REQUIREMENT A:
In the rows below, from the first row through the line containing "box: [408, 166, 511, 203]", change "rough mask" to "coarse mask" wherever it occurs and leave everything else unchanged. Give only those lines again, without the pictures.

[DOCUMENT SEGMENT]

A 36-year-old man, who founded the Bitcoin Fog cryptocurrency mixer, has been handed a 12-year and six-month prison sentence for his role in facilitating money laundering between 2011 and 2021.

Roman Sterlingov, a dual Russian-Swedish national, admitted to charges of money laundering and running an unlicensed money-transmitting business earlier this March.

According to the U.S. Department of Justice (DoJ), Bitcoin Fog was the longest-running cryptocurrency mixer on the darknet, helping cybercriminals hide the origins of their cryptocurrency proceeds.

"Throughout its decade-long operation, Bitcoin Fog became notorious as the go-to money laundering service for criminals looking to hide their illicit earnings from law enforcement. It handled over 1.2 million bitcoin transactions, valued at around $400 million at the time," said the DoJ.

[/DOCUMENT SEGMENT]
[DATA PROVIDED]

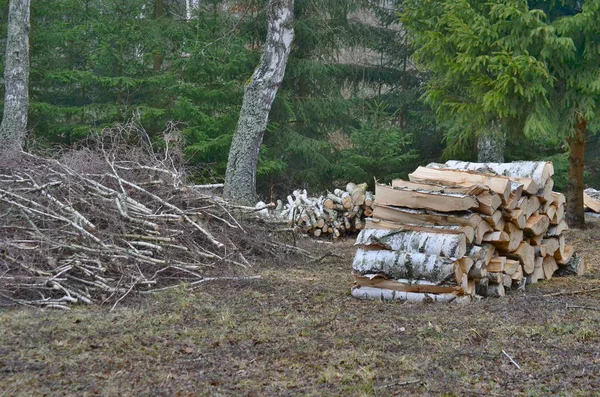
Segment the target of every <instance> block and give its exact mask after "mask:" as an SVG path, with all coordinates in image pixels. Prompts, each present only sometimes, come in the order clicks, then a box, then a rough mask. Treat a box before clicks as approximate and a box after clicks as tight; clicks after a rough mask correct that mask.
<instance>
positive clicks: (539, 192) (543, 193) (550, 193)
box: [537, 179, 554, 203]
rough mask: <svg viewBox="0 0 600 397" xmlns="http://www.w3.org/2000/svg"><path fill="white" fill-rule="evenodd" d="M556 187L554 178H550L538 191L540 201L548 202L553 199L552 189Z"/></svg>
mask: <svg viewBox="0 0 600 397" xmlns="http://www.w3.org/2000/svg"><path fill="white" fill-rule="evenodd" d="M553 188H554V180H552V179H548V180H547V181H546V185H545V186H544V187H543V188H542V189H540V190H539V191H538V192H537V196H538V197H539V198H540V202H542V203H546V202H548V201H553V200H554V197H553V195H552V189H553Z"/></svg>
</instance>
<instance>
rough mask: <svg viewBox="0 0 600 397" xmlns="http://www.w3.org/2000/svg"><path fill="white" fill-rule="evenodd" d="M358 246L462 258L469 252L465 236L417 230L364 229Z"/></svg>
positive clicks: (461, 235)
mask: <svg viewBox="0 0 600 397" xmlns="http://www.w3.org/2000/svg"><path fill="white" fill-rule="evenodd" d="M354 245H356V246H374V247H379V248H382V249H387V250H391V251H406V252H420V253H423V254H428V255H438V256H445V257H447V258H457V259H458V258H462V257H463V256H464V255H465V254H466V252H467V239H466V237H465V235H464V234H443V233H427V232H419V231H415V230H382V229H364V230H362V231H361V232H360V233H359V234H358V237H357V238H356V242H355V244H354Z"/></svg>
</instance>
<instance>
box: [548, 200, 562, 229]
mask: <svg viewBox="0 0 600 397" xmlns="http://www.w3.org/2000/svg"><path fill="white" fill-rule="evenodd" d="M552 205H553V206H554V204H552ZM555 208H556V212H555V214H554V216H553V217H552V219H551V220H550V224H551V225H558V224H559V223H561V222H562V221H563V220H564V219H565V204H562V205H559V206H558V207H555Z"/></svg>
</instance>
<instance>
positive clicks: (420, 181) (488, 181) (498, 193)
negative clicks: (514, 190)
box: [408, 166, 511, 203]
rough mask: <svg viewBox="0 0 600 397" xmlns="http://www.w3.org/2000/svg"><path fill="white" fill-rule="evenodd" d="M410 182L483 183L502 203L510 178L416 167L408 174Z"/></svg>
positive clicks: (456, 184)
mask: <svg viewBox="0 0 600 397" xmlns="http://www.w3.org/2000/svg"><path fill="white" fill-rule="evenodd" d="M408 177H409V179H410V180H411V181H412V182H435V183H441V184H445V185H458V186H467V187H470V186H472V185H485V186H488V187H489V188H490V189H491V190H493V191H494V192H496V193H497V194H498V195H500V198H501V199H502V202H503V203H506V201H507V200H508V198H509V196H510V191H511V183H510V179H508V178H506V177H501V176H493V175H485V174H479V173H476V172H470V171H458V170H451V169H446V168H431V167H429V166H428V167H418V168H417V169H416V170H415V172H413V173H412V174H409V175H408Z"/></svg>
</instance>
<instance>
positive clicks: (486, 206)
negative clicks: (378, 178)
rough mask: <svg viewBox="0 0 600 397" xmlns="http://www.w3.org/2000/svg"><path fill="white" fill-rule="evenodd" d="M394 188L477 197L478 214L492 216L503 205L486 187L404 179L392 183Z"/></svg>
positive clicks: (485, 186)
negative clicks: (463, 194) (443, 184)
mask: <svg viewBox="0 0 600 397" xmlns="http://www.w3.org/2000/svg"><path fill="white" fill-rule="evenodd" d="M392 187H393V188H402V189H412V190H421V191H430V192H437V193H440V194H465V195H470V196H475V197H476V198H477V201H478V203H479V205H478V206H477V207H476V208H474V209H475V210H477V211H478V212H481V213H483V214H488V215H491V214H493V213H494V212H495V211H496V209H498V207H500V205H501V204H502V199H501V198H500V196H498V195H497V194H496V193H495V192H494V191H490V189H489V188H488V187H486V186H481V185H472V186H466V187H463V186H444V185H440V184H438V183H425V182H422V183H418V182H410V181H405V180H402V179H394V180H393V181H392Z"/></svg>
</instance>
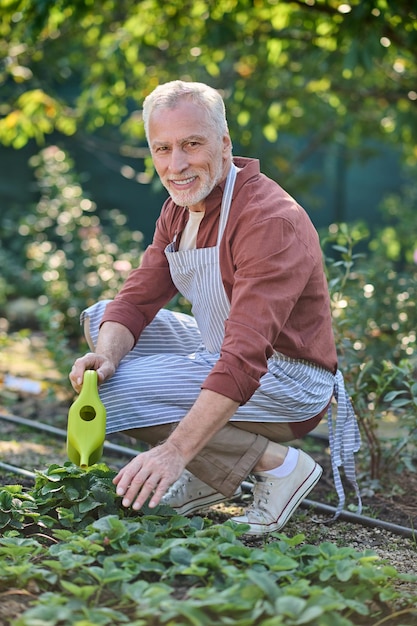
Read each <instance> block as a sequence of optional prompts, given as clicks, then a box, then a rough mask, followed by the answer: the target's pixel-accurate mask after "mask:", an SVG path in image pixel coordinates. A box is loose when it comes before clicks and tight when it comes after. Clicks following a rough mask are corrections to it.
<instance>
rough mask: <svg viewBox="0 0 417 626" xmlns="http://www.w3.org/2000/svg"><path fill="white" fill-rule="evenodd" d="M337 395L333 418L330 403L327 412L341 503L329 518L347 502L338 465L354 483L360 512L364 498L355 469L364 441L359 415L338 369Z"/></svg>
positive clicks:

[/DATA PROVIDED]

REQUIREMENT B:
Answer these questions on the text about Bitcoin Fog:
(i) How old is the man who founded Bitcoin Fog?
(ii) What dual nationality does Roman Sterlingov hold?
(iii) How many bitcoin transactions did Bitcoin Fog handle?

EXERCISE RESPONSE A:
Segment the target of every <instance> block and give its exact mask after "mask:" as an SVG path, with all coordinates in image pixels. Prompts, each present only sometimes, come in the order clicks, then a box, then a coarse mask. Treat a box before clicks as approximate and a box after clicks as tight; clicks after a coarse mask correct that mask.
<instance>
positive clicks: (539, 192) (543, 193) (550, 193)
box: [537, 179, 554, 203]
coarse mask: <svg viewBox="0 0 600 397" xmlns="http://www.w3.org/2000/svg"><path fill="white" fill-rule="evenodd" d="M556 187L554 178H550L538 191L540 201L548 202L553 199L552 189Z"/></svg>
mask: <svg viewBox="0 0 600 397" xmlns="http://www.w3.org/2000/svg"><path fill="white" fill-rule="evenodd" d="M553 188H554V180H552V179H548V180H547V181H546V185H545V186H544V187H543V188H542V189H540V190H539V191H538V192H537V196H538V197H539V198H540V202H542V203H546V202H548V201H553V200H554V197H553V195H552V189H553Z"/></svg>
</instance>
<instance>
coarse mask: <svg viewBox="0 0 600 397" xmlns="http://www.w3.org/2000/svg"><path fill="white" fill-rule="evenodd" d="M358 246L462 258L469 252L465 236L417 230L364 229Z"/></svg>
positive clicks: (461, 235)
mask: <svg viewBox="0 0 600 397" xmlns="http://www.w3.org/2000/svg"><path fill="white" fill-rule="evenodd" d="M354 245H356V246H374V247H379V248H382V249H387V250H391V251H406V252H420V253H423V254H428V255H438V256H445V257H447V258H457V259H458V258H462V257H463V256H464V255H465V254H466V252H467V239H466V237H465V235H464V234H443V233H427V232H419V231H415V230H382V229H364V230H362V231H361V232H360V233H359V234H358V237H357V238H356V242H355V244H354Z"/></svg>
</instance>
<instance>
box: [548, 200, 562, 229]
mask: <svg viewBox="0 0 600 397" xmlns="http://www.w3.org/2000/svg"><path fill="white" fill-rule="evenodd" d="M552 205H553V206H554V204H552ZM555 208H556V212H555V214H554V216H553V217H552V219H551V220H550V224H551V225H558V224H559V223H561V222H562V221H563V220H564V219H565V204H562V205H559V206H558V207H555Z"/></svg>
</instance>
<instance>
positive clicks: (420, 181) (488, 181) (498, 193)
negative clicks: (514, 190)
box: [408, 166, 511, 203]

EXERCISE RESPONSE B:
(i) 36 years old.
(ii) Russian-Swedish.
(iii) Over 1.2 million.